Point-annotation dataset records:
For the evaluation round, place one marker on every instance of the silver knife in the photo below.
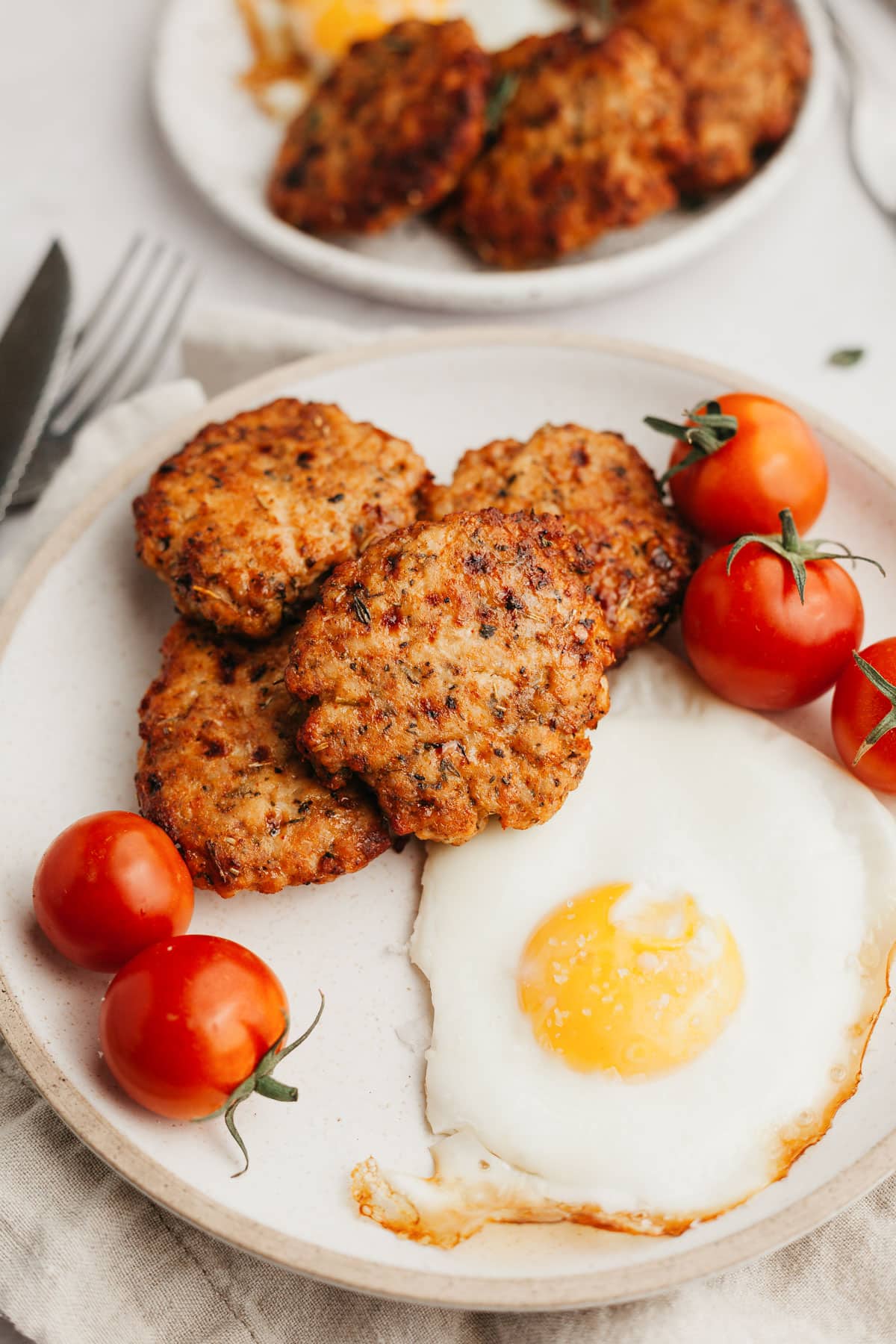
(34, 352)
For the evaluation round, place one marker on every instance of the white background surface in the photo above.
(80, 158)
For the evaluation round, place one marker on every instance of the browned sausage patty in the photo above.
(388, 134)
(586, 144)
(247, 517)
(220, 772)
(638, 556)
(454, 668)
(744, 66)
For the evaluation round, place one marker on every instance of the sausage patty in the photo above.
(247, 517)
(454, 668)
(586, 143)
(388, 134)
(638, 556)
(220, 772)
(744, 66)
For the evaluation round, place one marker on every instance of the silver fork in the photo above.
(116, 352)
(871, 111)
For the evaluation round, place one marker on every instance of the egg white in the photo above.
(682, 794)
(497, 23)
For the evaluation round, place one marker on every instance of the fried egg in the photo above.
(648, 1008)
(297, 42)
(327, 28)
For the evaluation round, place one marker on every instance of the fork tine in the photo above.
(144, 370)
(143, 352)
(112, 315)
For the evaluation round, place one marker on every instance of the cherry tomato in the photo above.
(862, 717)
(108, 886)
(193, 1026)
(774, 461)
(754, 640)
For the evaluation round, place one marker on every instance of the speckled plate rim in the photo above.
(496, 292)
(368, 1276)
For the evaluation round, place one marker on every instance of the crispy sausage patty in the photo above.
(388, 134)
(220, 772)
(247, 517)
(638, 556)
(586, 143)
(744, 66)
(454, 668)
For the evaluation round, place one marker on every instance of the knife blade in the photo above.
(34, 351)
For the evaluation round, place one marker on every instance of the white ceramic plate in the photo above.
(226, 147)
(81, 644)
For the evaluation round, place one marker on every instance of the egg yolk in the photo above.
(635, 994)
(337, 23)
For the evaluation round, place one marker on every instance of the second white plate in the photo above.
(226, 147)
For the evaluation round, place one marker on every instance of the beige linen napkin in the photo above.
(87, 1260)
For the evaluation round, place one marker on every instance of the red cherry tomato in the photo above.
(862, 712)
(109, 886)
(774, 461)
(751, 638)
(193, 1026)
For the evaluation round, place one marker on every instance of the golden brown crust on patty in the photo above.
(638, 556)
(586, 144)
(744, 66)
(454, 668)
(220, 772)
(388, 134)
(247, 517)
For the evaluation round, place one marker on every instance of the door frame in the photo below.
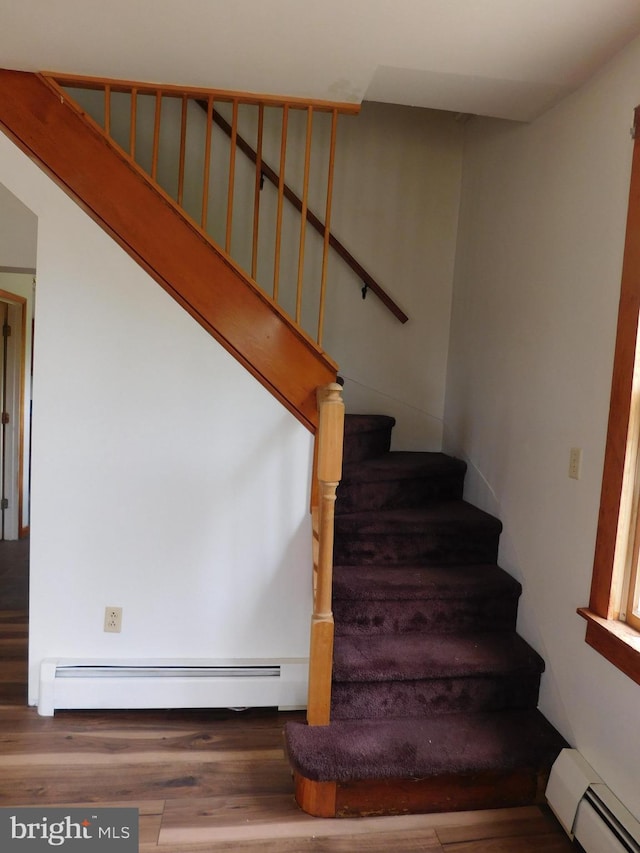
(16, 385)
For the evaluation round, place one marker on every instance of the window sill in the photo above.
(615, 641)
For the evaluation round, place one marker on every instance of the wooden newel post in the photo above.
(328, 472)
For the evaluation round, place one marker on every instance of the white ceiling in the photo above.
(506, 58)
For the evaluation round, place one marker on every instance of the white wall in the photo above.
(395, 208)
(18, 233)
(398, 174)
(533, 329)
(165, 479)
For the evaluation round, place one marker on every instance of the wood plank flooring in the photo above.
(211, 780)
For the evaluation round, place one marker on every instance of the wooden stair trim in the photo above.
(199, 276)
(372, 797)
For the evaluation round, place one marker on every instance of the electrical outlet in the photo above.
(575, 462)
(113, 619)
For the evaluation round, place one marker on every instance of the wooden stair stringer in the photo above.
(177, 255)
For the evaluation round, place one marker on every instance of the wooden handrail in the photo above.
(272, 176)
(206, 101)
(327, 474)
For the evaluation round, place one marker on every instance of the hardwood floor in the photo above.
(211, 780)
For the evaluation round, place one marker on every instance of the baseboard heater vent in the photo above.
(587, 808)
(99, 684)
(168, 672)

• Exercise aim
Convert the entries into a JSON array of strings, one string per line, starting at the line containing "post in the photo above." and ending at the last line of the entries, both inclusive. Omit blank lines.

• Full answer
[
  "For the evaluation round, place one marker on every instance of the wooden newel post in the photo above.",
  "(328, 472)",
  "For the evaluation round, place one marker on every instance of the white ceiling in the photo above.",
  "(506, 58)",
  "For the evaluation round, place one marker on every instance of the white wall in the photo above.",
  "(395, 208)",
  "(18, 233)",
  "(398, 174)",
  "(533, 329)",
  "(165, 479)",
  "For the evaluation round, place one marker on every instance of the wood plank flooring in the photo above.",
  "(211, 780)",
  "For the evaluation round, place one marker on every instance of the wooden stair trim in the photo above.",
  "(199, 276)",
  "(372, 797)",
  "For the evaluation round, place one marker on every instance of the electrical outlet in the photo above.",
  "(575, 462)",
  "(113, 619)",
  "For the evaluation round, place one marker on every instance of the wooden stair stringer in the photo above.",
  "(177, 255)",
  "For the evaluation round, place one marker on every instance of the wooden handrail in the photo above.",
  "(272, 176)",
  "(206, 101)",
  "(327, 474)",
  "For the evaluation round, place one marker on every instance of the hardwood floor in the photo above.",
  "(211, 780)",
  "For the evaluation round, place one marker on every instance of the baseboard heater vent in the photo above.",
  "(587, 808)",
  "(99, 684)",
  "(168, 672)"
]